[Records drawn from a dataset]
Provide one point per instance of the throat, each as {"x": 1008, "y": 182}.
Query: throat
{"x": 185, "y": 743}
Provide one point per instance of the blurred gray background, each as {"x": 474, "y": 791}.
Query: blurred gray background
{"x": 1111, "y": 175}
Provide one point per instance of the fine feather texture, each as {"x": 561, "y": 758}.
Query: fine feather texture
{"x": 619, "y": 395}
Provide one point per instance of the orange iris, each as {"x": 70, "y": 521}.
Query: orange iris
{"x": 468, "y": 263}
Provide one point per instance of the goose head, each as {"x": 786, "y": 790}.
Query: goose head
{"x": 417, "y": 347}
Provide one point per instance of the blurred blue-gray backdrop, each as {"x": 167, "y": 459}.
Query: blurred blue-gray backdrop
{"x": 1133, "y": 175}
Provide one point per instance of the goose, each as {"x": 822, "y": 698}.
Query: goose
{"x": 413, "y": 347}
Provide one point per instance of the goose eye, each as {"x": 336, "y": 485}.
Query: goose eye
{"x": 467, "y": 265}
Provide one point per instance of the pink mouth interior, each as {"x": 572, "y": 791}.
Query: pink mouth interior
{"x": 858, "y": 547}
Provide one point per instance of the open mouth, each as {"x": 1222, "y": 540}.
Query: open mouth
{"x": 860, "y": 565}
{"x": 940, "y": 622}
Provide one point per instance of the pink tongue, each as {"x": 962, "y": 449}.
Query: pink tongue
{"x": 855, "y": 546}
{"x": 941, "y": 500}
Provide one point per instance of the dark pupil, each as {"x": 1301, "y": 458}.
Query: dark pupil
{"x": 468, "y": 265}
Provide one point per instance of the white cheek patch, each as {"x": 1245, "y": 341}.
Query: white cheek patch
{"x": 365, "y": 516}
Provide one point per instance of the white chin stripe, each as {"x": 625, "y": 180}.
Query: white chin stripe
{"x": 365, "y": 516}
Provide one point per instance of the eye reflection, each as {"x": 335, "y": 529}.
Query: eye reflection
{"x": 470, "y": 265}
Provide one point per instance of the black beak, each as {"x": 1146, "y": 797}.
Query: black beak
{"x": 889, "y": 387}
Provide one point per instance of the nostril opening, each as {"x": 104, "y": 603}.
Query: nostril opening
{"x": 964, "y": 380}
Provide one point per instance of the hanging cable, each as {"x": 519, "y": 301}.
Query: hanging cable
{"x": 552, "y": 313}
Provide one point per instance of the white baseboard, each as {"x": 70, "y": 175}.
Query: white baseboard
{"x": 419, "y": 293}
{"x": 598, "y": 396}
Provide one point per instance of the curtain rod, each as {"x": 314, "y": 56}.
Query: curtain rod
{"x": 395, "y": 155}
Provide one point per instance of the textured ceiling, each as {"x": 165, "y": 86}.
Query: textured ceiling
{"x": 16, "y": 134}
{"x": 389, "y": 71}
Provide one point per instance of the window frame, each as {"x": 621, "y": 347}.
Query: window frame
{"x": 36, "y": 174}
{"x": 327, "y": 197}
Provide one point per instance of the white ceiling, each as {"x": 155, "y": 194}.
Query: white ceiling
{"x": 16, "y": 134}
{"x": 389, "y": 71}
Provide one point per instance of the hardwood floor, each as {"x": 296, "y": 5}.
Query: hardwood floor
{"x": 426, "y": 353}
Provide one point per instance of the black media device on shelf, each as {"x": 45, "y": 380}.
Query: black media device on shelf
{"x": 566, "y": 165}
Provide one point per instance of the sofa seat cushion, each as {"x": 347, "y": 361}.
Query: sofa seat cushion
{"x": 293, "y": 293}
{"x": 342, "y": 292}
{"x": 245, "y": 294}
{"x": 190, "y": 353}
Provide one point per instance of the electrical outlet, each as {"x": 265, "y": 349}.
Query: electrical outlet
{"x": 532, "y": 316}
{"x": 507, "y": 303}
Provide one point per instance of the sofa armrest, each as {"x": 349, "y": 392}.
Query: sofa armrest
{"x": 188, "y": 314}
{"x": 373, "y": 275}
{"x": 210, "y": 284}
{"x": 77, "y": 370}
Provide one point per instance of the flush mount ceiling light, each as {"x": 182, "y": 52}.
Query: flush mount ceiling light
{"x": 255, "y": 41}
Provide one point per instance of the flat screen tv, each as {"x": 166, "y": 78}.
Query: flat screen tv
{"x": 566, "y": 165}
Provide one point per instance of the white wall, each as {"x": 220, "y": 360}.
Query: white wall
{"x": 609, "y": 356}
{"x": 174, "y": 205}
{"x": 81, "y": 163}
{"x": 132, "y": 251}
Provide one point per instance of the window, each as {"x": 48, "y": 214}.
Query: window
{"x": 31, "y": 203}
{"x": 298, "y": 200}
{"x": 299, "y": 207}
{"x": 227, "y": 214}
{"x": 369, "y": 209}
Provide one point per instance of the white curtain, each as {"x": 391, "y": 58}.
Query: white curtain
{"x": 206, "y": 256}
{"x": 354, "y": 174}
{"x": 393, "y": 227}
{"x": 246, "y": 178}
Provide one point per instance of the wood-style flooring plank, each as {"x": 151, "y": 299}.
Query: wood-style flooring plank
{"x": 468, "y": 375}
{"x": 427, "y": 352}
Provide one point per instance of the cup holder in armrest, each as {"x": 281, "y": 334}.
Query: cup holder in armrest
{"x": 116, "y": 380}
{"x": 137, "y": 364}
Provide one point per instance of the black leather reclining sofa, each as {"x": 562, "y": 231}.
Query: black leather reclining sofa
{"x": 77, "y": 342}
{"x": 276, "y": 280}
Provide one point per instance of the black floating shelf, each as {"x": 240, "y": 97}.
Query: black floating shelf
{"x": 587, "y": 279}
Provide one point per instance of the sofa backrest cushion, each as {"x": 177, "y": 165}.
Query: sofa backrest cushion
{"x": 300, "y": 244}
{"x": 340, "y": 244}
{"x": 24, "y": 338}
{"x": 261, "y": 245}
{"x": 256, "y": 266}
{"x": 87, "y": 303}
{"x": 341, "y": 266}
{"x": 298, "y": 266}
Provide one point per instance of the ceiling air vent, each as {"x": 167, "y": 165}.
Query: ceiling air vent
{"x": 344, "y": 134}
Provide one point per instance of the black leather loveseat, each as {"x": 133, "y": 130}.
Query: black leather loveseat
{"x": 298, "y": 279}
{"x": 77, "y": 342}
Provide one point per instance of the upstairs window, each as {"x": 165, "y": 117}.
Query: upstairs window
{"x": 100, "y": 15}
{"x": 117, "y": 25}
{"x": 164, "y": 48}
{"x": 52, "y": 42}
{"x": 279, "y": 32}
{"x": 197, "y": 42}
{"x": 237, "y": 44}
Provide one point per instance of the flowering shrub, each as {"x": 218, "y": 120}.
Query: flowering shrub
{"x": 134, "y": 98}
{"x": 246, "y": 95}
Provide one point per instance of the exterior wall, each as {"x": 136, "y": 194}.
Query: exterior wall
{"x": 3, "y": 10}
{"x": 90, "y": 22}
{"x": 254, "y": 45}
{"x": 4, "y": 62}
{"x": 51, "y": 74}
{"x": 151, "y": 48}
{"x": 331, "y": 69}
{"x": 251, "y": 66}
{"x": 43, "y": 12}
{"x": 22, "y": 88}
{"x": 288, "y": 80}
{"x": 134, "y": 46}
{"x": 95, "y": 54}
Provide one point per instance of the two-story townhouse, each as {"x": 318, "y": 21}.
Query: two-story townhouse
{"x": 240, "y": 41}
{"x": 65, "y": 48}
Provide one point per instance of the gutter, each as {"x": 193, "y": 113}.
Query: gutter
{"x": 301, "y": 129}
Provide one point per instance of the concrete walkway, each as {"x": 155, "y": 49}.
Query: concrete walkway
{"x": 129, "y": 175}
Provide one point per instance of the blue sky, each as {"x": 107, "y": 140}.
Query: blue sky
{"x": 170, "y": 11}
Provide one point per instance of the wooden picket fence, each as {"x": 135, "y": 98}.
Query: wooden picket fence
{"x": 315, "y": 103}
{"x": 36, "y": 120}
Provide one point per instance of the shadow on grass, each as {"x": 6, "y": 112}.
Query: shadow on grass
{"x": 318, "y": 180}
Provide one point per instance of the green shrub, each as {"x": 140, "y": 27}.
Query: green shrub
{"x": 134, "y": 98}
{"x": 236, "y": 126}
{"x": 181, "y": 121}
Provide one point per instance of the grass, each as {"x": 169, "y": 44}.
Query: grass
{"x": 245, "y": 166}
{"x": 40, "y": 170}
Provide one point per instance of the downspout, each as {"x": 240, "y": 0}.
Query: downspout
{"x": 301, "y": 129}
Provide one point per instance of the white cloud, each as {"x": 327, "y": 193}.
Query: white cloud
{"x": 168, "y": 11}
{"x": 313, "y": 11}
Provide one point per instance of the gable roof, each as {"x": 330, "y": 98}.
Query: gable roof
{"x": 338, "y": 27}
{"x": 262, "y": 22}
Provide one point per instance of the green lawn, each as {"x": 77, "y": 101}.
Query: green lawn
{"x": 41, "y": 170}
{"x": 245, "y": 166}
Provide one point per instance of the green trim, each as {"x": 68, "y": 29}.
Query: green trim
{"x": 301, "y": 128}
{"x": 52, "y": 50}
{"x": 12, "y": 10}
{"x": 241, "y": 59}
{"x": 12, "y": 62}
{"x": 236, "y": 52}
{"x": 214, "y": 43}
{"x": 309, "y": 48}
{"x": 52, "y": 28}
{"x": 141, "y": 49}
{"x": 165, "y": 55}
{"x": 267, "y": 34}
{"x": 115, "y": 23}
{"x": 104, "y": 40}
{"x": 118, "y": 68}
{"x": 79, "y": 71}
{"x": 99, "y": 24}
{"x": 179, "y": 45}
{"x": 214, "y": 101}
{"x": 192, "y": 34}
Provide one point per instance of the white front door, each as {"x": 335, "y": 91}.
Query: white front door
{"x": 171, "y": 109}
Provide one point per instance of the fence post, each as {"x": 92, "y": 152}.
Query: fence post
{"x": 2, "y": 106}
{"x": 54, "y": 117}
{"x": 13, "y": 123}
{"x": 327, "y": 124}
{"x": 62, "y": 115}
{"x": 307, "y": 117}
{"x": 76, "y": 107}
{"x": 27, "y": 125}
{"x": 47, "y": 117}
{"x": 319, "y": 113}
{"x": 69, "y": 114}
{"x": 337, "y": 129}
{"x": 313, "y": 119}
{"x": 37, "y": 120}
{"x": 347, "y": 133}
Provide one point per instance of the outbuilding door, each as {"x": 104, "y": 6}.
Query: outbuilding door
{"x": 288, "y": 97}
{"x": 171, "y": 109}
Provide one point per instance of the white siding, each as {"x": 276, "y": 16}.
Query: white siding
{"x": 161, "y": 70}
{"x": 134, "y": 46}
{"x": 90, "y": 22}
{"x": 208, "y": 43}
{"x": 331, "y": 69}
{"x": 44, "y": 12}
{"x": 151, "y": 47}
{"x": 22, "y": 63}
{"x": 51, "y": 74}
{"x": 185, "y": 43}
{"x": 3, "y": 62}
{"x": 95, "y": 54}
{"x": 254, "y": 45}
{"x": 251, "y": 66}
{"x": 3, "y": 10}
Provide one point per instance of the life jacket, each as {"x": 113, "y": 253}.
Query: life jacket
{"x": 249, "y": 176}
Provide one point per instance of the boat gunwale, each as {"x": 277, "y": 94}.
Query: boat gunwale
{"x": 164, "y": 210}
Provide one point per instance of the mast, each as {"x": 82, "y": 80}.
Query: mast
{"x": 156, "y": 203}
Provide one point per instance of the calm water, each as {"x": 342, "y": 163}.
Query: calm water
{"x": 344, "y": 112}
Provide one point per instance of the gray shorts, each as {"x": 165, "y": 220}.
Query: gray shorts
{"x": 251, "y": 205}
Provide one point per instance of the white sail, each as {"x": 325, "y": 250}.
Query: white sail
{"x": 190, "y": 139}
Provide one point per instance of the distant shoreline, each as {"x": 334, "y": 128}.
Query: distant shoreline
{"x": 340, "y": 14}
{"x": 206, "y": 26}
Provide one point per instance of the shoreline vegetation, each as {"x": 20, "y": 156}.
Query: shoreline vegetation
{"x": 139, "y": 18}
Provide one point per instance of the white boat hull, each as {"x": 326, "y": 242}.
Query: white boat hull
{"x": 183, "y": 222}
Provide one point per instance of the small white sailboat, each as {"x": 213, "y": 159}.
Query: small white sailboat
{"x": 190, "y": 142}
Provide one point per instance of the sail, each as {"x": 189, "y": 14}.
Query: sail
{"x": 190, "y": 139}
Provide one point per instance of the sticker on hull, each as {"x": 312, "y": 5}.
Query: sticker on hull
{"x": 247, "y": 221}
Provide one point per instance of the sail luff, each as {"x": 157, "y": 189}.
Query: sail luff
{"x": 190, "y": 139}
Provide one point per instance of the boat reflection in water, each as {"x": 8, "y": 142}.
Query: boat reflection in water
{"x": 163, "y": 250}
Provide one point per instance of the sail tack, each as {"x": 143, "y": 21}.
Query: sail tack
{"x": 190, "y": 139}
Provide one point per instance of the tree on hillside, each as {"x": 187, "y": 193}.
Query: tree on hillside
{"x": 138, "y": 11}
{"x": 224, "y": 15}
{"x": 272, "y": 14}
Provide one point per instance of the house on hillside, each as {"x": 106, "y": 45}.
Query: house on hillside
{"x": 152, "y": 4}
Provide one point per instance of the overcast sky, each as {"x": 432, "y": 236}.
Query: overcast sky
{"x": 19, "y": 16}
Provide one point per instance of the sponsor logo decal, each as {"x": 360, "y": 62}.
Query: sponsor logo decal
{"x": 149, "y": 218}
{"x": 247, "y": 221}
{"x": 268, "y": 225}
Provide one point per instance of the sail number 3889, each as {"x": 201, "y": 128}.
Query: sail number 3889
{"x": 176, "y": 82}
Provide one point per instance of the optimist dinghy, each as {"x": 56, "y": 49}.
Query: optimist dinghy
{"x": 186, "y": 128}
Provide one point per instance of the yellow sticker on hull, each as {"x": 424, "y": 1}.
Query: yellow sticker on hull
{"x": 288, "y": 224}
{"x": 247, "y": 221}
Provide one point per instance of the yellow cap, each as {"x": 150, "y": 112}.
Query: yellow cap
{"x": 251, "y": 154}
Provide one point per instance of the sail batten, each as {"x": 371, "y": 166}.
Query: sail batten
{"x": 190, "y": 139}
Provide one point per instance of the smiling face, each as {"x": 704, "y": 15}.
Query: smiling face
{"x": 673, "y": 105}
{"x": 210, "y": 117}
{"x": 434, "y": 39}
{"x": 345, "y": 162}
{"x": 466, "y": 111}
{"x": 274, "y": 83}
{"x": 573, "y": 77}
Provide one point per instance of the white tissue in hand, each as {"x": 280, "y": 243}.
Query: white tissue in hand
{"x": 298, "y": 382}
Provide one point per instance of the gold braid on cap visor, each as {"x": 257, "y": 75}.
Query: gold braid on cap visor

- WHAT TO PRODUCE:
List every line from the entries above in which "gold" appears.

- TASK SOLUTION:
Provide one point per instance of the gold braid on cap visor, each as {"x": 257, "y": 75}.
Query: gold braid on cap visor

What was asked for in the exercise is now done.